- **Complete the following**
a) Answer these questions from the passage on treating HER-2–positive breast cancer:
(i) What do the current NCCN guidelines recommend for the smallest HER-2–positive cancers?
(ii) Which two trials are cited as the basis for keeping chemotherapy in the treatment of HER-2–positive cancers larger than 1 cm?
(iii) What does the phase-2 study by the group at Dana-Farber combine?
b) Reproduce the part of the passage on HER-2–positive breast cancer treatment between "Although this will" and "cancers smaller than 1 cm.", inclusive.

=== Document excerpt ===

There are no data to support the elimination chemotherapy.

There are no data about the use of either trastuzumab alone for adjuvant treatment of HER-2–positive breast cancers regardless of size, or trastuzumab with just hormone therapy. There also are no direct data on how much added benefit you get by adding trastuzumab to chemotherapy for tumors smaller than 1 cm. The group about which we have the least data are the smallest HER-2–positive breast cancers, the T1a cancers, because they are diagnosed very infrequently. The current NCCN guidelines recommend appropriately only hormone therapy (if ER-positive) for these smallest cancers.

Based on the BCIRG 006 and HERA trials, chemotherapy remains part of the armamentarium for treating HER-2–positive breast cancers larger than 1 cm. The question regarding optimal treatment for node negative tumors smaller than 1 cm is not going to be answerable in a randomized, clinical trial — there just are not enough of these patients out there. If you give such patients trastuzumab, or chemotherapy, or chemotherapy plus trastuzumab, or trastuzumab plus hormone therapy, the event rate is going to be very low and such a study would require huge numbers to find small differences.

Edward H. Romond, MD
Edward H. Romond

Although this will not be the subject of a randomized trial, information from phase-2 studies may shed some light. For example, the group at Dana-Farber, in collaboration with other cancer centers, is doing a phase-2 nonrandomized study combining paclitaxel with trastuzumab for HER-2–positive cancers smaller than 1 cm.

=== Data extract ===

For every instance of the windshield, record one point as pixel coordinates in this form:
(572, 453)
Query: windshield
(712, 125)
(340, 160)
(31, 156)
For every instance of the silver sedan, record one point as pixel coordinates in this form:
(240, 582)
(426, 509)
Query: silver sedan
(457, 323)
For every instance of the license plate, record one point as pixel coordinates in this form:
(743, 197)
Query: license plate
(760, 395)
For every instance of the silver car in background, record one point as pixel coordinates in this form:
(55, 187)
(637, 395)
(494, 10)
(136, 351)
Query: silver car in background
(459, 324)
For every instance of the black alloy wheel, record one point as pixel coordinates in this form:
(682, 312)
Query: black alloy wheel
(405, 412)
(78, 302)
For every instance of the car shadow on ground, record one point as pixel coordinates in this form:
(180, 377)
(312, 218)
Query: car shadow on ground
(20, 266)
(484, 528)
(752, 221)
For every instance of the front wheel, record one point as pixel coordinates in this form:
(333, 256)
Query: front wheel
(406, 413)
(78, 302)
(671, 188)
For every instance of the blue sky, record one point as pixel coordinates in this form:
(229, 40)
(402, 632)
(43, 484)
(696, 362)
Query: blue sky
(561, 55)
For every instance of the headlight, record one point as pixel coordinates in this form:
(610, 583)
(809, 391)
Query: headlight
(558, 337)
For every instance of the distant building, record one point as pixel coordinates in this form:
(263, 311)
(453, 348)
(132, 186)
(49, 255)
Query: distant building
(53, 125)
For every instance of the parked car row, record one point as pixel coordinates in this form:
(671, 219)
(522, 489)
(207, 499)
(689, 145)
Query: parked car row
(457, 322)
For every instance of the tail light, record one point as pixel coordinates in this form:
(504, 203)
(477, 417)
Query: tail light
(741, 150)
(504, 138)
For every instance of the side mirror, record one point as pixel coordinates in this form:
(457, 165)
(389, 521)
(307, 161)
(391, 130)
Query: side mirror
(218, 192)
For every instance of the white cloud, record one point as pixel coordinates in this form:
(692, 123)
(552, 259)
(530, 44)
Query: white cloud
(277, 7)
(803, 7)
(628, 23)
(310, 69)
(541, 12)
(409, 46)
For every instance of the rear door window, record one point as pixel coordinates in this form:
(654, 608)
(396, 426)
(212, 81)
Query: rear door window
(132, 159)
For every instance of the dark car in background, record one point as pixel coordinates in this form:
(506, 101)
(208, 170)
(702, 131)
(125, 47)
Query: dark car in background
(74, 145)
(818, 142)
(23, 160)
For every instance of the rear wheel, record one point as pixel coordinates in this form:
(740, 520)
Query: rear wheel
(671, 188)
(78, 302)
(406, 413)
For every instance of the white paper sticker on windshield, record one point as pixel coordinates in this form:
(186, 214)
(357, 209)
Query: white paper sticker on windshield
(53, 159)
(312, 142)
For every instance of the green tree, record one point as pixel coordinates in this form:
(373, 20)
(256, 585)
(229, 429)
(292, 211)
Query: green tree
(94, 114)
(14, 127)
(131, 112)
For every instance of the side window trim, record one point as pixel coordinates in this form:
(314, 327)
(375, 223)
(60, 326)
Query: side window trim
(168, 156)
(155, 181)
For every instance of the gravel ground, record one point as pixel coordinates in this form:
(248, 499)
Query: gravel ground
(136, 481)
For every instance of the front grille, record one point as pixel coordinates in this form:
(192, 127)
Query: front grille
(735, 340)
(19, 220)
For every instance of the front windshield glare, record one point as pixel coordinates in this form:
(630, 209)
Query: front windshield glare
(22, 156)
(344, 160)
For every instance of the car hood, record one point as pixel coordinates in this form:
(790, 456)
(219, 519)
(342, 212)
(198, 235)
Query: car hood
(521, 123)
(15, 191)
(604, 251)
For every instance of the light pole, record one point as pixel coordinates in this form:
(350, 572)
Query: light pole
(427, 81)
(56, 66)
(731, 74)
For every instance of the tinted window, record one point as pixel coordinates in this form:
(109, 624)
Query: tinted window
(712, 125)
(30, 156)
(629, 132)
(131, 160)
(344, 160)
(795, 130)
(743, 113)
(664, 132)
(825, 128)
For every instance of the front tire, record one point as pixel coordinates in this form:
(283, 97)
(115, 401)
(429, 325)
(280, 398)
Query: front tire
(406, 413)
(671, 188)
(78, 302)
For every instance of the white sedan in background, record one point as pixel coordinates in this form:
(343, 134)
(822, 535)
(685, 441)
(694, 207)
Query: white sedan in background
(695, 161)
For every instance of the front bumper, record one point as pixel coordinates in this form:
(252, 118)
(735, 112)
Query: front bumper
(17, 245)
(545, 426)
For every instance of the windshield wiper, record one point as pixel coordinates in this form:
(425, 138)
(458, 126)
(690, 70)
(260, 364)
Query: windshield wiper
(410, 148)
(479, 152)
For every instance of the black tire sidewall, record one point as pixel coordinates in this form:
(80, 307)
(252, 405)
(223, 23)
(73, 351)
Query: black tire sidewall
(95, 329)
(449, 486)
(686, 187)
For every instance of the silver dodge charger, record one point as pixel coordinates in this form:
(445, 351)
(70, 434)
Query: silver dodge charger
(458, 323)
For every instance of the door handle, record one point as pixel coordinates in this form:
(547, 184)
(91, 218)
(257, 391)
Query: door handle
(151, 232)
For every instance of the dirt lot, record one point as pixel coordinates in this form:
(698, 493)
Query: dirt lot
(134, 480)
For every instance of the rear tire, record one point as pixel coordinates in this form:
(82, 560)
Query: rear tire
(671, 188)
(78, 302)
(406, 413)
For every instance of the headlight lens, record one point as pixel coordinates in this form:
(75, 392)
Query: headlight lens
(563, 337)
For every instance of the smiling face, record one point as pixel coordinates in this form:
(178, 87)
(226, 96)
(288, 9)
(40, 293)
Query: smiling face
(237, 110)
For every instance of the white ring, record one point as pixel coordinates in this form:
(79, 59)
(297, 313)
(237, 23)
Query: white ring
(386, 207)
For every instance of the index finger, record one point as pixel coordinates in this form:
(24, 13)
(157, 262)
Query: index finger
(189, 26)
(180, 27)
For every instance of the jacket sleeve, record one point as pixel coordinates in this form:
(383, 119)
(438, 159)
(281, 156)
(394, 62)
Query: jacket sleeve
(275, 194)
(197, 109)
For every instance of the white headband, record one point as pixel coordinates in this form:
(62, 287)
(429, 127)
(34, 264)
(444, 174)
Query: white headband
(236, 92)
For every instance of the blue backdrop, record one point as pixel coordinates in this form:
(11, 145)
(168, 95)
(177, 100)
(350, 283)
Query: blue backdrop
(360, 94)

===

- **Your written answers**
a)
(i) Only hormone therapy, if the cancer is ER-positive.
(ii) The BCIRG 006 and HERA trials.
(iii) Paclitaxel with trastuzumab, for HER-2–positive cancers smaller than 1 cm.

b)
Although this will not be the subject of a randomized trial, information from phase-2 studies may shed some light. For example, the group at Dana-Farber, in collaboration with other cancer centers, is doing a phase-2 nonrandomized study combining paclitaxel with trastuzumab for HER-2–positive cancers smaller than 1 cm.